* [Set problem] Each line of the material must be returned exactly.

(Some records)
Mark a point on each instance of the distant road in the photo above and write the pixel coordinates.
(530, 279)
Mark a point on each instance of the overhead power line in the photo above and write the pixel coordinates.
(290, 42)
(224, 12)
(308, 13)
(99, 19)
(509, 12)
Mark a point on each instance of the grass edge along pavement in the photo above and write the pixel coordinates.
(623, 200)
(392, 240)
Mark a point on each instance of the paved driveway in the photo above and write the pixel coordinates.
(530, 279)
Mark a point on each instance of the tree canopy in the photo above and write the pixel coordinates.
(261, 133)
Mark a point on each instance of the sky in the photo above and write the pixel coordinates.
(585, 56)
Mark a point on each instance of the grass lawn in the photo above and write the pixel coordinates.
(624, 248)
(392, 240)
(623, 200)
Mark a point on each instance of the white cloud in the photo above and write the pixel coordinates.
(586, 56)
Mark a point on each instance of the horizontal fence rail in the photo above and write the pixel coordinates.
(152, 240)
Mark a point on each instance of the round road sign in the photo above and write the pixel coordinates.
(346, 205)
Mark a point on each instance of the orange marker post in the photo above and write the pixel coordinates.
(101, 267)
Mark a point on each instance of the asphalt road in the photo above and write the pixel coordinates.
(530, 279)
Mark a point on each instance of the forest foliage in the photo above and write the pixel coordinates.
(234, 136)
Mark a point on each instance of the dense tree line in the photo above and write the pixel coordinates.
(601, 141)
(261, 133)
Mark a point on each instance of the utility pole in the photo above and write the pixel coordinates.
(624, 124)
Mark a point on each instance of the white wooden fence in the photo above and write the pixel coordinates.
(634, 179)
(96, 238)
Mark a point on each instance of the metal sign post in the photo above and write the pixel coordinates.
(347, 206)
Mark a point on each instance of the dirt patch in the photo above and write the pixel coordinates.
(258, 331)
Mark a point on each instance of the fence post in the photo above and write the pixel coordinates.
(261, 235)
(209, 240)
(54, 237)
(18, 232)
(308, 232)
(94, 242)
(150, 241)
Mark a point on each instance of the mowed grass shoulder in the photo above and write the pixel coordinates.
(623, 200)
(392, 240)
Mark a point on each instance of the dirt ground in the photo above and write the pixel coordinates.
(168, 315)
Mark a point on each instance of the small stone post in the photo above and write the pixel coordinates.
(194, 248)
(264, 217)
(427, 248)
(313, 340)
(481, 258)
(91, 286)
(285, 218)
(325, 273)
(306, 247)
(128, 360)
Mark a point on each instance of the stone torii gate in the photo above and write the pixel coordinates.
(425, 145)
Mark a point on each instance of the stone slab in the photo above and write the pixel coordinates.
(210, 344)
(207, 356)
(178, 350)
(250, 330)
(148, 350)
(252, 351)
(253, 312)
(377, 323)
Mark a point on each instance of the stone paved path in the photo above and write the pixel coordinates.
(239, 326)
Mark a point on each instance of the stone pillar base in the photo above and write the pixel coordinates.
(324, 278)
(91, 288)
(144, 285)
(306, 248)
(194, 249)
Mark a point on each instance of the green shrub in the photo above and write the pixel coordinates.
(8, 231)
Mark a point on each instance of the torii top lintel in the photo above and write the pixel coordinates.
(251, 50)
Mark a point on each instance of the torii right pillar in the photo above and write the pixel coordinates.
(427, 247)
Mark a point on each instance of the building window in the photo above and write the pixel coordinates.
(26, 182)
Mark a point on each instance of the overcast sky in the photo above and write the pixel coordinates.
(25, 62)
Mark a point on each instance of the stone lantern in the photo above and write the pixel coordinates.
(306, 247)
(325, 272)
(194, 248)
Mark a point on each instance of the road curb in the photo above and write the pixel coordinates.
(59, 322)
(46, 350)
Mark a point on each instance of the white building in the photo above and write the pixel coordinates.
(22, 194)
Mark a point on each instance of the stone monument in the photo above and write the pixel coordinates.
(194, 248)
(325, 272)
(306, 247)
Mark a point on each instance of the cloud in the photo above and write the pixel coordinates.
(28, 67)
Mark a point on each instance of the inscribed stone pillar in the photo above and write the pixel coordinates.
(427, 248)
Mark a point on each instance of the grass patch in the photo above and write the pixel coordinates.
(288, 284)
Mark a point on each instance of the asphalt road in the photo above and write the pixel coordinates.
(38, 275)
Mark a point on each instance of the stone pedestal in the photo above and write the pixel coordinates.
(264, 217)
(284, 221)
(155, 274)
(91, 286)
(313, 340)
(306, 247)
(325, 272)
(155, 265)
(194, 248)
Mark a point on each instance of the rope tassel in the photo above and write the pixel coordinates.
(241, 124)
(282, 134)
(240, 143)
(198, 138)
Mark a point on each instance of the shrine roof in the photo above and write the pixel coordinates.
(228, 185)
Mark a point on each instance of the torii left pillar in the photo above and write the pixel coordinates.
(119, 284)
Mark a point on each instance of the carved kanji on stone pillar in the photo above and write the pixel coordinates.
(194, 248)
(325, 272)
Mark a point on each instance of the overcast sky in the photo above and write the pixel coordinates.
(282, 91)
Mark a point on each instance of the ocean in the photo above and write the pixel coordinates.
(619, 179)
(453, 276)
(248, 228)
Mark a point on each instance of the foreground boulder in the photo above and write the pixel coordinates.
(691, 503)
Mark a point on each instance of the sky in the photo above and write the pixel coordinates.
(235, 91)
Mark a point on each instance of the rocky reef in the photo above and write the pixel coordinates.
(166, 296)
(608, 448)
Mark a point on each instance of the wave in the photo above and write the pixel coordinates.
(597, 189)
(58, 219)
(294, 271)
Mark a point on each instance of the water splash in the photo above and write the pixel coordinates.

* [Solved problem]
Mark a point on each instance of the distant road in the photo above and write the pixel coordinates.
(530, 279)
Mark a point on each instance of the overhead power line in the photo above and write the pixel coordinates.
(290, 42)
(224, 12)
(308, 13)
(99, 19)
(509, 12)
Mark a point on each instance of the grass edge along pavement in the photo above and write the pixel coordinates.
(623, 200)
(392, 240)
Mark a point on each instance of the paved driveway in the photo above and write the pixel coordinates.
(530, 279)
Mark a point on each instance of the tree canopy in the photo above and write the pixel coordinates.
(261, 133)
Mark a point on each instance of the sky in the photo above and write the pixel coordinates.
(585, 56)
Mark a point on each instance of the grass lawn in the photo above and write the pixel coordinates.
(624, 248)
(392, 240)
(623, 200)
Mark a point on each instance of the white cloud in the photo above and write the pixel coordinates.
(586, 56)
Mark a point on each instance of the horizontal fence rail in the photo above and write the pixel coordinates.
(152, 240)
Mark a point on each instance of the round road sign in the photo above and write the pixel coordinates.
(346, 205)
Mark a point on each instance of the orange marker post in the photo above and write the pixel coordinates.
(101, 267)
Mark a point on each instance of the asphalt road in the photo above and write the pixel coordinates.
(530, 279)
Mark a point on each instance of the forest foliage in the photo above and write the pixel coordinates.
(234, 136)
Mark a point on each instance of the dense tree line in the photo above and write the pixel coordinates.
(601, 141)
(261, 133)
Mark a point on each instance of the utility pole in the photo above and write the pixel coordinates.
(624, 124)
Mark a point on each instance of the white wooden fence in the photo above and write the pixel coordinates.
(634, 179)
(96, 238)
Mark a point on each instance of the metal sign post in the photo above and write the pixel coordinates.
(347, 206)
Mark a point on each instance of the dirt patch in the photo above and write the pixel coordinates.
(258, 331)
Mark a point on each instance of the fence post in the photo above and write the pixel coordinates.
(261, 235)
(209, 240)
(54, 237)
(18, 232)
(308, 232)
(94, 242)
(150, 241)
Mark a point on each instance of the mowed grass shoulder in the photo above and write the pixel coordinates.
(623, 200)
(392, 240)
Mark a point on each instance of the dirt ground in the photo above and write the pixel coordinates.
(168, 315)
Mark a point on each instance of the small stone post in the photo above and write the pixel coordinates.
(194, 248)
(264, 217)
(427, 248)
(313, 340)
(481, 258)
(91, 286)
(285, 218)
(325, 273)
(306, 247)
(128, 360)
Mark a point on each instance of the stone torii gate in the photo above and write the pixel coordinates.
(425, 145)
Mark a point on each instance of the stone slab in the photo above and write the pixel coordinates.
(210, 344)
(207, 356)
(178, 350)
(250, 330)
(148, 350)
(252, 351)
(253, 312)
(377, 323)
Mark a point on each instance of the stone paved path in the photo above and write the pixel coordinates.
(239, 326)
Mark a point on each instance of the stone pillar base in the photo above and write the pixel coordinates.
(324, 278)
(91, 288)
(144, 285)
(306, 248)
(194, 249)
Mark a point on each instance of the green shrub in the photo above and write the pixel coordinates.
(8, 231)
Mark a point on each instance of the torii top lintel in the photo above and write the pixel coordinates.
(251, 50)
Mark a point on each instance of the torii right pillar in the photo above and write the pixel coordinates.
(427, 247)
Mark a point on each instance of the building window in the photo above and write the pixel coordinates.
(26, 182)
Mark a point on each instance of the overcast sky in the photo above and write the pixel coordinates.
(25, 62)
Mark a point on each instance of the stone lantern in the photo above and write the pixel coordinates.
(306, 247)
(325, 272)
(194, 248)
Mark a point on each instance of the road curb in the photo above and write the pixel coordinates.
(59, 322)
(46, 350)
Mark a point on each instance of the white building in the photo above and write the pixel coordinates.
(22, 194)
Mark a point on each instance of the stone monument in the photo above and write the pixel coordinates.
(194, 248)
(325, 272)
(306, 247)
Mark a point on each instance of the cloud in the photo above and write the pixel coordinates.
(28, 67)
Mark a point on each instance of the inscribed stone pillar in the photo above and write the pixel coordinates.
(427, 248)
Mark a point on each instance of the grass patch in the photo above and write the pixel coordinates.
(288, 284)
Mark a point on each instance of the asphalt road in the photo above and write the pixel coordinates.
(38, 275)
Mark a point on each instance of the stone pedestal in the photo above and write the pixel coordinates.
(264, 217)
(284, 221)
(155, 274)
(91, 286)
(313, 340)
(306, 247)
(325, 272)
(155, 265)
(194, 248)
Mark a point on each instance of the rope tassel in the photo above and write the pixel coordinates.
(241, 124)
(282, 134)
(240, 143)
(198, 138)
Mark a point on each instance of the shrine roof in the photo above and write the pixel coordinates.
(228, 185)
Mark a point on each instance of the torii left pillar in the photo above and write the pixel coordinates.
(119, 284)
Mark a point on each instance of the carved kanji on stone pillar in the photo above and write the pixel coordinates.
(194, 248)
(325, 272)
Mark a point on each instance of the overcast sky in the photo above and write the pixel coordinates.
(282, 91)
Mark a point on each instance of the ocean in the photo above and write the pixel coordinates.
(619, 179)
(453, 276)
(248, 228)
Mark a point on each instance of the foreground boulder in the photo above and write the pixel coordinates.
(691, 503)
Mark a point on each instance of the sky in the photo above and write the pixel coordinates.
(235, 91)
Mark a point on each instance of the rocky reef in the photo above and write the pixel coordinates.
(166, 296)
(608, 448)
Mark a point on each instance of the wave in the photo above and write the pixel coordinates.
(597, 189)
(58, 219)
(294, 271)
Mark a point on each instance of the water splash in the photo above and write the pixel coordinates.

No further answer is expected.